• _Selected passage_:
· · · · · · ·
William Merritt Chase: Spring Flowers (Peonies), pastel on paper, prepared with a tan ground and wrapped with canvas around a wooden strainer, 1219x1219 mm, c. 1889 (Chicago, Terra Foundation for American Art, Daniel J. Terra Collection, Ascension ID: 1999.32); photo credit: Terra Foundation for American Art, Chicago/Art Resource, NY   Judy Chicago: The Dinner Party, mixed media, 1979 (Brooklyn Museum); © Judy Chicago, 1979/Elizabeth A. Sackler Center for Feminist Art, Collection of the Brooklyn Museum of Art/Photograph by Donald Woodman   Willie Cole: Domestic ID IV, steam iron scorch and pencil on paper, mounted in recycled wooden window frame, composition (including frame), 889x813x35 mm, 1994 (New York: The Museum of Modern Art); Digital Image © The Museum of Modern Art/ Licensed by SCALA/Art Resource, NY/Courtesy of Alexander and Bonin  


In this season’s update, Grove Art Online presents 118 new and revised articles on American art and architecture. Many new and updated entries added to Grove in the past two years originated with the development of the Grove Encyclopedia of American Art, a project edited by Joan Marter and released in 2011. This project updated and expanded Grove’s coverage of American art and architecture, spanning the Pre-Columbian era to the colonial period to the 21st century.
· · · · · · ·
• _Stated exercise_: Rewrite the passage on Grove Art Online's American art update from "In this season’s" to "the 21st century.", and substitute "120" for "118".
· · · · · · ·
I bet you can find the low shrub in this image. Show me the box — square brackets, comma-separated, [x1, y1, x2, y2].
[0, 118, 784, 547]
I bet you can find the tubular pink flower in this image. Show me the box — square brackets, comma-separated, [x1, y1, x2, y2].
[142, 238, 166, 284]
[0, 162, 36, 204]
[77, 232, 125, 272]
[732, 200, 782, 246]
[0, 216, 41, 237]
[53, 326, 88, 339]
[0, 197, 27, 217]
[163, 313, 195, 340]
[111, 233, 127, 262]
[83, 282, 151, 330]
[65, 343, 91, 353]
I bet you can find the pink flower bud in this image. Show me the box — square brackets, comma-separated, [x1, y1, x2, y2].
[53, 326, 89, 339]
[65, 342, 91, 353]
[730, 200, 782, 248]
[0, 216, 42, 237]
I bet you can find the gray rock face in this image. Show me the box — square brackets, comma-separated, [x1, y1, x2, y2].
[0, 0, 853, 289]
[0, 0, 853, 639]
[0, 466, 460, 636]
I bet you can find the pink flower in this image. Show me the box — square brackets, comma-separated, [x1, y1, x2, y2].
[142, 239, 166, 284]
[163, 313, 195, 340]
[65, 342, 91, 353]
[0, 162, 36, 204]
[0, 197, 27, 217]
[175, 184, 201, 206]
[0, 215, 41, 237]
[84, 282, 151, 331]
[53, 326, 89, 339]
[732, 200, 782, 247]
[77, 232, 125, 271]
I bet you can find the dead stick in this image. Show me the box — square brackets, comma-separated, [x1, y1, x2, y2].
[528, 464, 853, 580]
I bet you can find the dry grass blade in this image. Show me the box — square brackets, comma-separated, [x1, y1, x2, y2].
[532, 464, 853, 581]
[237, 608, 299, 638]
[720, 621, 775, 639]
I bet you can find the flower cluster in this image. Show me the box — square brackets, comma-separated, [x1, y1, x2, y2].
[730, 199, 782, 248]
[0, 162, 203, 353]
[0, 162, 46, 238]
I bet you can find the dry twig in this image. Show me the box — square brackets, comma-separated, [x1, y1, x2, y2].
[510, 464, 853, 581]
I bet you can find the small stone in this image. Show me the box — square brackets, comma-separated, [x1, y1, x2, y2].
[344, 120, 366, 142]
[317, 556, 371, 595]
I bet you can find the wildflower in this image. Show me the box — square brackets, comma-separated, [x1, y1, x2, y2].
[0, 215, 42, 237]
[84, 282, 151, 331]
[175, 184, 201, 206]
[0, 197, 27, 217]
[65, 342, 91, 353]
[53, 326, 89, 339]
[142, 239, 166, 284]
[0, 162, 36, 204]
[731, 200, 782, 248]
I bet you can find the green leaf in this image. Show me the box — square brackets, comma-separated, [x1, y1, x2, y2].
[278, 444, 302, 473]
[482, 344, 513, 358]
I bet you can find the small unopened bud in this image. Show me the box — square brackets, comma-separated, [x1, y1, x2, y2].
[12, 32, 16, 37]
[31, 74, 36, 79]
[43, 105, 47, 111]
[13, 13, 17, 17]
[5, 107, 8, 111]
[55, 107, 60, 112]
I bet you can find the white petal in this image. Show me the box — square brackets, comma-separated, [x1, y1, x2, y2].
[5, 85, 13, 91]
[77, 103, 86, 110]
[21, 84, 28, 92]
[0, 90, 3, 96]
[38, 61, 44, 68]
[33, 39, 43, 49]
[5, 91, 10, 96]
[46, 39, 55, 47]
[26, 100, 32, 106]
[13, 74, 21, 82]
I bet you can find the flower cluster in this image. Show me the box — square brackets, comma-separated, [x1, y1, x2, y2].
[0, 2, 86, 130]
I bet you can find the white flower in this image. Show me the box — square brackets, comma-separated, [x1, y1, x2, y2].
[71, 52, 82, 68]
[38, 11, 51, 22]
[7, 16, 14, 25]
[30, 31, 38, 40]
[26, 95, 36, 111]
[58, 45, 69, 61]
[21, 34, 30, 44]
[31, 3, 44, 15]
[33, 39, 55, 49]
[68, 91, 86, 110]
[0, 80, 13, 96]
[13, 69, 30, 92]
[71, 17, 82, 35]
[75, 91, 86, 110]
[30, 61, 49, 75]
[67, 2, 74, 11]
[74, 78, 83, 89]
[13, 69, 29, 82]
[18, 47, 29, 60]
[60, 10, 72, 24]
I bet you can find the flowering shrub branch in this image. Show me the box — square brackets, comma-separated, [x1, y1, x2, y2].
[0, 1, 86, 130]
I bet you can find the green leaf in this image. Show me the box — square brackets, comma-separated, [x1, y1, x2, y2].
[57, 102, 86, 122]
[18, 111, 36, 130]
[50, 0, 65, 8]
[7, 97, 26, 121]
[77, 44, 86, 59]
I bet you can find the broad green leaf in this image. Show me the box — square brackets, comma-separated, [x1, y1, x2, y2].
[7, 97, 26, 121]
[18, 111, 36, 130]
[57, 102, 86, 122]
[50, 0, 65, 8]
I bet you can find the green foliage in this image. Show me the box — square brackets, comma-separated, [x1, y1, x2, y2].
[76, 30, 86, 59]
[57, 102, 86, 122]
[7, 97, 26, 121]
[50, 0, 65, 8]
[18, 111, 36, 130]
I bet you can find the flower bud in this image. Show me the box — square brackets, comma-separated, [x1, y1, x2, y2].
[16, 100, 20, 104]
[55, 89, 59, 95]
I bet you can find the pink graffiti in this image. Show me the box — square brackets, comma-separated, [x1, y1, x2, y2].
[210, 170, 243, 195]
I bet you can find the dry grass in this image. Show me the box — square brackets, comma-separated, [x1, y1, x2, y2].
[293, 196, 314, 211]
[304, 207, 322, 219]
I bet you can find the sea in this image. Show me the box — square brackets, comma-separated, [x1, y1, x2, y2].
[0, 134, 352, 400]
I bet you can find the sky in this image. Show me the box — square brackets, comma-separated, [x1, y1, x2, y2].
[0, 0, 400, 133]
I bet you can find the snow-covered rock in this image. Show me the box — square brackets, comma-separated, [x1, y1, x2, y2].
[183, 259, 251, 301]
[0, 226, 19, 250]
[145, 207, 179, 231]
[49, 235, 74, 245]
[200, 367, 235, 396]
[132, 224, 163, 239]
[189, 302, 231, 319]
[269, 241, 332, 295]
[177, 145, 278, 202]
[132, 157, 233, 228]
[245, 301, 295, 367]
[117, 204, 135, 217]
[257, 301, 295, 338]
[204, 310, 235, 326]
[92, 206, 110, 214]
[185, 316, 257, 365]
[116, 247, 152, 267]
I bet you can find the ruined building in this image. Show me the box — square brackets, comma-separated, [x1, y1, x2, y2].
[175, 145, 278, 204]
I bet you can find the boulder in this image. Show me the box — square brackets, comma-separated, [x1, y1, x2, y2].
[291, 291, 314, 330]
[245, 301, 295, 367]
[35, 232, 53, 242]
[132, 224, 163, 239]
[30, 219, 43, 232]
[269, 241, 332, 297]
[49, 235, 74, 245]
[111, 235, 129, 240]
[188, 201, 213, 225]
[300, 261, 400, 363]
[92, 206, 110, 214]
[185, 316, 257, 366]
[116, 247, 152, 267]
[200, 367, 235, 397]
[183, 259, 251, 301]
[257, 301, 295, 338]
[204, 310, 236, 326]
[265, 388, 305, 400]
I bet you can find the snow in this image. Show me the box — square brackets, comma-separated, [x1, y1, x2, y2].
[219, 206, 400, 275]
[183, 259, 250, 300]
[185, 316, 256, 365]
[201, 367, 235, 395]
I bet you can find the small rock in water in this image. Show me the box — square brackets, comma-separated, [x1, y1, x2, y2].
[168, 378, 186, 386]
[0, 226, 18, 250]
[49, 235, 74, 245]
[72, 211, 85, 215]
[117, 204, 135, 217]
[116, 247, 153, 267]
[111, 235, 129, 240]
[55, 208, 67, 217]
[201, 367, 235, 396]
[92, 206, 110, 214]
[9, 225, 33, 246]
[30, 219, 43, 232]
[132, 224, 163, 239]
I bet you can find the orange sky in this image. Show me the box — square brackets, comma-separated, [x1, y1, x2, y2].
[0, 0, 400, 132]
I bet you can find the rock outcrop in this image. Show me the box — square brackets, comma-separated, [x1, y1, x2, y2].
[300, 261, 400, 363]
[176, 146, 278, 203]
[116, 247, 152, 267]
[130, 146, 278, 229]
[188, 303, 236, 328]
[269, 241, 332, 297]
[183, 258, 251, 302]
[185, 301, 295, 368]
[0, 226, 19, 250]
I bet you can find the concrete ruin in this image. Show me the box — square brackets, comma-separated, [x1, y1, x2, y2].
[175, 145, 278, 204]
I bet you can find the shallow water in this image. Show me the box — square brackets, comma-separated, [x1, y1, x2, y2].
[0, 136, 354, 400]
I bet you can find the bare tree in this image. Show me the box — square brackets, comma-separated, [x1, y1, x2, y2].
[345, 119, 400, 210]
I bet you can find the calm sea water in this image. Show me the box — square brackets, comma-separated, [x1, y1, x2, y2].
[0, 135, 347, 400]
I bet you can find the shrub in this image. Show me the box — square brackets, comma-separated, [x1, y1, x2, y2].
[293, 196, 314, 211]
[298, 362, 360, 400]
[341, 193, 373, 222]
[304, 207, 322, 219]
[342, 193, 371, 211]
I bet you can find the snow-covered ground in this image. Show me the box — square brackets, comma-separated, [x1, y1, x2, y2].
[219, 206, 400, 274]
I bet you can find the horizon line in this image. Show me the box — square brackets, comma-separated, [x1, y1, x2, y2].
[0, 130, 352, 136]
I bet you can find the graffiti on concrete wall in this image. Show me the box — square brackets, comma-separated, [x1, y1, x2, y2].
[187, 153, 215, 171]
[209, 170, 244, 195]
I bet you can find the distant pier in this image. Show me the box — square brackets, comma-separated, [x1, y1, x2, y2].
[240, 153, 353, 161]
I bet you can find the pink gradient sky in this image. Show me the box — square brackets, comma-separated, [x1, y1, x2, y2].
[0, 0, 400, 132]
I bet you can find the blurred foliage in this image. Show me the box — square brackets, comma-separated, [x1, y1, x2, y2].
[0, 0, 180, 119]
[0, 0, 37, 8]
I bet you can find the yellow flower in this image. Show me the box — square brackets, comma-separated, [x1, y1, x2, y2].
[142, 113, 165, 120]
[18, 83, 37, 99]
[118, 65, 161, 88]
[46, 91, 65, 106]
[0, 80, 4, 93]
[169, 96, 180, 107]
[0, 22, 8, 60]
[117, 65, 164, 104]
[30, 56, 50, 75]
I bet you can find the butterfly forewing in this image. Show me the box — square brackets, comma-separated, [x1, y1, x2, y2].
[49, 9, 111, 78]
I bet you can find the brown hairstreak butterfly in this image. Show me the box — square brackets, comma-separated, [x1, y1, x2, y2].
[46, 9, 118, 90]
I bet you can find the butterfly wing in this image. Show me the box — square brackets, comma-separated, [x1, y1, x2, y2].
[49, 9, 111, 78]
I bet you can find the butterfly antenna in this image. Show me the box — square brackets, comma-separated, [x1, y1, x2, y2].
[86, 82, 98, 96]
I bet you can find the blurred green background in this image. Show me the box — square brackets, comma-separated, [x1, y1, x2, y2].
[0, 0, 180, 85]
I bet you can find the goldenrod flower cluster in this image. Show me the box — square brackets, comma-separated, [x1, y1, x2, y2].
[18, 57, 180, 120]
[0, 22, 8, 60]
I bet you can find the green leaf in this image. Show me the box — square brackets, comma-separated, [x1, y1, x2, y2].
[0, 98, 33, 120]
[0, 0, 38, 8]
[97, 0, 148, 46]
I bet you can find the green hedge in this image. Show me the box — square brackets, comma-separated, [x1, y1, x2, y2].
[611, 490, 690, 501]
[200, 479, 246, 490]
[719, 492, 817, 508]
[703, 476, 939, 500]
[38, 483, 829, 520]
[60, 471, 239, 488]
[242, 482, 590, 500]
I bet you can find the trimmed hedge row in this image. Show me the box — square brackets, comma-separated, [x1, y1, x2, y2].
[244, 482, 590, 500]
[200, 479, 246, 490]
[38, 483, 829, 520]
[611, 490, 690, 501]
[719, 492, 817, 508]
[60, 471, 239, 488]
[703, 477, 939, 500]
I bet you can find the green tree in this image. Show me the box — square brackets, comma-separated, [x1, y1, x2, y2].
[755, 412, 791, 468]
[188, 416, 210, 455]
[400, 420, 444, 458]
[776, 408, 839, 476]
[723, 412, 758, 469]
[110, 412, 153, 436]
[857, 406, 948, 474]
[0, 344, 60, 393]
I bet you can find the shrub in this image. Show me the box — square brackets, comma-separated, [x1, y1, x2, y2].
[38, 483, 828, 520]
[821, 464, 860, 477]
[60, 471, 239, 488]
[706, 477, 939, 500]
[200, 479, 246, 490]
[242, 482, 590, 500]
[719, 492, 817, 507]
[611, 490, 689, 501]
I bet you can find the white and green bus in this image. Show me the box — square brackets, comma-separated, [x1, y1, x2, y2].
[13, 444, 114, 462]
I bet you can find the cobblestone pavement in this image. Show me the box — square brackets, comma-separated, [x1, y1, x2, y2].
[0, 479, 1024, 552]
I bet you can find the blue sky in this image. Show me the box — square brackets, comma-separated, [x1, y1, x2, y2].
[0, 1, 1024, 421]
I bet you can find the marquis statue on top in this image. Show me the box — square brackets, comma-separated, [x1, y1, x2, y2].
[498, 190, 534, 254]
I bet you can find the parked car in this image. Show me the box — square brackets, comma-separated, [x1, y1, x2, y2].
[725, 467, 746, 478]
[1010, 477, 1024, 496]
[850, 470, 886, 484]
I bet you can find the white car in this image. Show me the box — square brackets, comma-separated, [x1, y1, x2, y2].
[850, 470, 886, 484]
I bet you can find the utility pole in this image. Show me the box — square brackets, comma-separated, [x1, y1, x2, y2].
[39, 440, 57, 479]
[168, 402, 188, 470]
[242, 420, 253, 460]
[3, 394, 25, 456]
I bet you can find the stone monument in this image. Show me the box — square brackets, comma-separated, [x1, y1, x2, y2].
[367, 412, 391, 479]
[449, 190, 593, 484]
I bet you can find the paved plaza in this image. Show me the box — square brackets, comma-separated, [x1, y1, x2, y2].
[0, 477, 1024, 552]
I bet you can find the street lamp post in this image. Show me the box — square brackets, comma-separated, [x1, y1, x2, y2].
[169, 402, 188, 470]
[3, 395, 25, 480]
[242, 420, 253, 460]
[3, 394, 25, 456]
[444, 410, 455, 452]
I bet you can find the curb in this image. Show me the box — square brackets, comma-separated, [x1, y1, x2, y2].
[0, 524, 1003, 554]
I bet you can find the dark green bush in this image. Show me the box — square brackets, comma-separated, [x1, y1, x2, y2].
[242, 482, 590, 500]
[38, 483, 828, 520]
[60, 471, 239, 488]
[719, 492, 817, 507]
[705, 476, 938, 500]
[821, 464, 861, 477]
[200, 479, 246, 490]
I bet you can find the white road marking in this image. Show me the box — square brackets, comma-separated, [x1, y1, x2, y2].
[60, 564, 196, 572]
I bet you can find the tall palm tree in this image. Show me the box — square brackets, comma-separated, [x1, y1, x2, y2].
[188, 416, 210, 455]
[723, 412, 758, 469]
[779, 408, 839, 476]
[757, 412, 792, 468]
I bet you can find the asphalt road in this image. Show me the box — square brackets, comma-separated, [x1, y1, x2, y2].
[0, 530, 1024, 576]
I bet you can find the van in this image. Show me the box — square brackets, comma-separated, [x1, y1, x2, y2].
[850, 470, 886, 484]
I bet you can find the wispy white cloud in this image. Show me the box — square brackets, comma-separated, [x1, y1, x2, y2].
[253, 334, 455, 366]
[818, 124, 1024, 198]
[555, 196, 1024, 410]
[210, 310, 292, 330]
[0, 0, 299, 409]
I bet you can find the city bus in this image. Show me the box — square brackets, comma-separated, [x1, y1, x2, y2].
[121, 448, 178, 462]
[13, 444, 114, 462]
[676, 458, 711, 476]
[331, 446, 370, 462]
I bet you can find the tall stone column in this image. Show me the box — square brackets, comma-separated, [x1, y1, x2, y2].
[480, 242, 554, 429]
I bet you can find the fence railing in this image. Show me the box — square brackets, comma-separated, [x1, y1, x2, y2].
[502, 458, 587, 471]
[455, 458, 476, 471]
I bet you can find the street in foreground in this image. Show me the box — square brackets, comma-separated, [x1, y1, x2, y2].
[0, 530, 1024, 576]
· · · · · · ·
• _Result of this exercise_:
In this season’s update, Grove Art Online presents 120 new and revised articles on American art and architecture. Many new and updated entries added to Grove in the past two years originated with the development of the Grove Encyclopedia of American Art, a project edited by Joan Marter and released in 2011. This project updated and expanded Grove’s coverage of American art and architecture, spanning the Pre-Columbian era to the colonial period to the 21st century.